> [Cosa fare]:
**1)** Nel brano su Space Battleship Yamato, chi rifinì i concept grezzi di Matsumoto per la seconda serie?
**2)** Elenca tutte le produzioni che, secondo il brano su Space Battleship Yamato, presero vita grazie alla seconda serie.
**3)** Prosegui il brano su Space Battleship Yamato a partire dal punto in cui si interrompe.

> [Brano fornito]:
Sul piano narrativo, Matsumoto apporta notevoli cambiamenti, come detto. L’equipaggio della Yamato perde il suo aspetto internazionale, e i cattivi spariscono per lasciare posto all’Impero Gamilas, una spietata potenza spaziale che, anche se mai confermato da Matsumoto, sembra essere modellato sull’esercito nazista della Seconda Guerra Mondiale.
Space Battleship Yamato, dall’esordio alla diffusione mondiale
Nonostante l’impegno profuso, la prima serie di Space Battleship Yamato non ebbe inizialmente il successo sperato. Ascolti bassi furono una costante, tanto la Yomiuri TV tagliò le iniziali 52 puntate alla metà, condensando la trama e cercando di limitare i danni. A salvare la Yamato, però, fu il successo degli anime che esplose a fine anni ’70, un interesse che spinse a dare vita a una seconda serie, il Ciclo dell’Impero della Cometa, che nuovamente vide Matsumoto come mente dietro l’operazione. Per dare nuova linfa alla serie, si scelse di mostrare una marina spaziale umana più moderna e in linea con il gusto contemporaneo, dove i concept grezzi di Matsumoto vennero rifiniti da Katsumi Itabashi, che conferì maggiore realismo ai modelli, soprattutto in termini di proporzioni e prospettiva, dando alla nuova serie di Spacebattleship Yamato un maggior appeal, che decretò il successo della serie. Fu grazie a questa, infatti, che prese poi vita una terza serie, le Guerre di Polar, e una lunga sequenza di OAV e, in anni recenti, anche un film live action.

> [Voci di dati archiviati]:
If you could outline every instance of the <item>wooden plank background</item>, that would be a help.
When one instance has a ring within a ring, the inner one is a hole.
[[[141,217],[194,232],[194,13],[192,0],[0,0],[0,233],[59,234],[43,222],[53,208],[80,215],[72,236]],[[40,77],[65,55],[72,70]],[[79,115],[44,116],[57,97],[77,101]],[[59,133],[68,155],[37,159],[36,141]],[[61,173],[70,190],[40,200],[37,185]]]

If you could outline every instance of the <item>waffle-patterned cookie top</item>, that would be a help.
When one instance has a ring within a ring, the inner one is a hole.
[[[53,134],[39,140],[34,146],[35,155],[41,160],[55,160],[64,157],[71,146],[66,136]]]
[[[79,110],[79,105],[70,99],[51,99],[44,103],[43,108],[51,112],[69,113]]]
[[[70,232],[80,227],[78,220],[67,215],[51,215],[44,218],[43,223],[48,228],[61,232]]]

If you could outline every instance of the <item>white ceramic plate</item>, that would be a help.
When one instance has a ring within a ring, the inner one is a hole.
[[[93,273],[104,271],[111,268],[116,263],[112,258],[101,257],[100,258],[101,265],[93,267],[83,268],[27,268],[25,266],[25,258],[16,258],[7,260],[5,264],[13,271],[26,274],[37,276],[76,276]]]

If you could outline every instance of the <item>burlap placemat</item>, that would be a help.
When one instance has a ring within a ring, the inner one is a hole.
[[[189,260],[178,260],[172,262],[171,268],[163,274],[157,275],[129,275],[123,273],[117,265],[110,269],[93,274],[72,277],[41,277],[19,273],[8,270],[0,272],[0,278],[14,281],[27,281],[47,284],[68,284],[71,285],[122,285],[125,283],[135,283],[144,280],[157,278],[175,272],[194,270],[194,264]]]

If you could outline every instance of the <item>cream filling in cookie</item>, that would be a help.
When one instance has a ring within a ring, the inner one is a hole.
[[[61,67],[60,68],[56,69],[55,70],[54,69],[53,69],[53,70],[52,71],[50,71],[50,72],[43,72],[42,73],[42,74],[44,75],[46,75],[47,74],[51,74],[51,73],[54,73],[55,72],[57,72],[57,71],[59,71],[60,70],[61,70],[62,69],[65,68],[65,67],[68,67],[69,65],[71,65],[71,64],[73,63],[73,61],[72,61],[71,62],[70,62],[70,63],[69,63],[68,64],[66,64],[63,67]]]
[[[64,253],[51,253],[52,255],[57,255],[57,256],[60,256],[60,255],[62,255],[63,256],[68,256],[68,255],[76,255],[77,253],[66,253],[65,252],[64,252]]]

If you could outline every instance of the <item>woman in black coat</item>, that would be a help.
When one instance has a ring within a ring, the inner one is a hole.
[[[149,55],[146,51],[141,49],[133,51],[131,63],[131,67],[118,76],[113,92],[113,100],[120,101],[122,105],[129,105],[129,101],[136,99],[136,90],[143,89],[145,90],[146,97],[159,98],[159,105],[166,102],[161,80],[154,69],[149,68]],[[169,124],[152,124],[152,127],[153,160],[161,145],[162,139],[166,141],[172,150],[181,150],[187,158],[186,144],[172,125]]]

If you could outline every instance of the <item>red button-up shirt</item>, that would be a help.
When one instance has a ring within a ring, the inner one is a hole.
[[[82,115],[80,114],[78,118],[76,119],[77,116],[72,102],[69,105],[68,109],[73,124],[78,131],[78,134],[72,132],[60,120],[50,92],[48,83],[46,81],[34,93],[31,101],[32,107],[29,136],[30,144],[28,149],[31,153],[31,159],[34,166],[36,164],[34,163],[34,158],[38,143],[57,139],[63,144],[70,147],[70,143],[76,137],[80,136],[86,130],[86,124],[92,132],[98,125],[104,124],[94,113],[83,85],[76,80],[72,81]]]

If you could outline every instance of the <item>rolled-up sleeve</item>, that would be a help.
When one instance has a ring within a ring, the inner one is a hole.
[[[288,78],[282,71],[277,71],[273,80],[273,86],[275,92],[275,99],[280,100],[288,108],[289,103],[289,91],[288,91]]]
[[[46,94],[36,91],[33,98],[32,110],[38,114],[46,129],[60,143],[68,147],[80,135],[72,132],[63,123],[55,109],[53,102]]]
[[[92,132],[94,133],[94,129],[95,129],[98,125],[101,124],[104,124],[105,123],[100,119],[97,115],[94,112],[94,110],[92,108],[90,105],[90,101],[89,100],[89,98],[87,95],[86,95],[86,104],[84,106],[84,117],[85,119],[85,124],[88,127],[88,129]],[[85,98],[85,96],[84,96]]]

> [Risposte ai compiti]:
**1)** Katsumi Itabashi.

**2)**
- La terza serie, le Guerre di Polar
- Una lunga sequenza di OAV
- Un film live action, in anni recenti

**3)**
Mentre la Yamato solcava i cieli sul piccolo schermo, la sua avventura aveva però raggiunto anche il mondo dei manga. Errore comune è pensare che, come avviene tradizionalmente, sia nato prima il manga di Space Battleship Yamato e poi la serie animata, ma in questo caso è avvenuto esattamente il contrario. La produzione del manga, infatti, avvenne quasi in contemporanea con le prime puntate della serie animata, tanto che ben presto le trame di serie e manga si discostarono.
Come altre produzioni nipponiche del periodo, anche Space Battleship Yamato trovò la strada verso il mercato estero, con una prima tappa in territorio americano. Fu negli States che venne quindi applicata una prima forma di censura sui contenuti dell’originale nipponico, considerato come i dirigenti delle reti americane volessero evitare ai giovanni spettatori di vedere alcuni aspetti considerati poco educativi, in primis l’abuso di sakè da parte del medico di bordo, la cui ubriachezza venne resa una sorta di buonumore.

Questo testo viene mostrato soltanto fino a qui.